[pLog-svn] Roadmap/performance

Oscar Renalias oscar at renalias.net
Tue Jan 10 23:32:32 GMT 2006


On 11 Jan 2006, at 00:30, Christoph Feddersen wrote:

>
>
> Oscar Renalias wrote:
>> If you ask me, I would stick to 1.0.x for the time being. With the
>> proper hardware I think it should easily be able to put up with your
>> expected user-base.
>
> Thanks for your input. I think we'll run a closed test with some
> experienced bloggers to see if 1.0.x meets most of their  
> requirements. I
>  have a list of about a dozen features I'd like to have, but that's
> not necessarily what our users want. If the feedback is positive,  
> we'll
> start with 1.0.x. If not, we'll have to consider which "missing
> features" can be added. Depending on the list's length and the  
> necessary
> changes, going with 1.1 may be more appropriate. I'm thinking of
> pagination for posts, notification of new comments etc.

SUPPLIED RECORDS
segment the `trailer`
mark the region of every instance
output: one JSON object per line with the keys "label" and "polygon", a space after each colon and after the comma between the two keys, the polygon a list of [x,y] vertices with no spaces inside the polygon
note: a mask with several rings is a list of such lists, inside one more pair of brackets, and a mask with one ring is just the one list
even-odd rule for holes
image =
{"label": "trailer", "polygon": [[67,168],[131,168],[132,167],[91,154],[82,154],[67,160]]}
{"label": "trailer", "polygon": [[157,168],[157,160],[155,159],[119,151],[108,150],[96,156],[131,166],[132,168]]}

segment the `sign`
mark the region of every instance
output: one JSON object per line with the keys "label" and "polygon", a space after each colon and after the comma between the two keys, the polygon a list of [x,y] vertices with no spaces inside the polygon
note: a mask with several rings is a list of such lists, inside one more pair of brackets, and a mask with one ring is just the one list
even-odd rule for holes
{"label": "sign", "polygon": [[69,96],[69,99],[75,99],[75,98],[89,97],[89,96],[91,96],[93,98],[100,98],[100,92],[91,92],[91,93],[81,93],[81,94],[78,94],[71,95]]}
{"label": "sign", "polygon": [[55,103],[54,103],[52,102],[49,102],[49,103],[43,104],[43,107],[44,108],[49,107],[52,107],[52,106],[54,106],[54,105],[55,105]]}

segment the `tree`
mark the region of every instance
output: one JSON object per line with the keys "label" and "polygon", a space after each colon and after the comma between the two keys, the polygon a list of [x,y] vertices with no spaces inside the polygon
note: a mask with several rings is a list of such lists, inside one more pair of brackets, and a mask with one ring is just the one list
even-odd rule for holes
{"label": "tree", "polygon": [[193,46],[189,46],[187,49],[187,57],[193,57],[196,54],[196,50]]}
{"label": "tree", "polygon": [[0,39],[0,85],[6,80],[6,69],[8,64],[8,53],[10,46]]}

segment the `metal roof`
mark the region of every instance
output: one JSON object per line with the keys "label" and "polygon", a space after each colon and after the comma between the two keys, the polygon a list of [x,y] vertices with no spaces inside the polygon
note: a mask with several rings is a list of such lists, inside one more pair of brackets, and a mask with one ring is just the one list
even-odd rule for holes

INSTRUCTION A
In two sentences, summarize the pLog roadmap message that appears above the entries.
INSTRUCTION B
Continue the pLog roadmap message from the point where the text above the entries stops.

EXPECTED ANSWER A
Oscar Renalias recommends staying with 1.0.x for now, saying that with proper hardware it should easily handle the expected user base. Christoph Feddersen replies that they will run a closed test with experienced bloggers and start with 1.0.x if the feedback is positive, but otherwise may add missing features such as post pagination and new-comment notification, or go with 1.1 instead.

EXPECTED ANSWER B
>
>
>> In any case, let us know what it is that you need to customize
>> and we can probably discuss what the best implementation would be.
>
> Thanks!
> As I already said, we want to accomplish a Single-Sign-On with our  
> current authentication framework.
> Step one would be to use our user table for authentication  
> (loginame, md5 password hash).
> I assume, that a back port of the authentication framework present  
> in 1.1 isn't easily possible?
> So we'll have to enhance the Users class in 1.0.x. Unless I'm  
> missing something, that shouldn't be to difficult.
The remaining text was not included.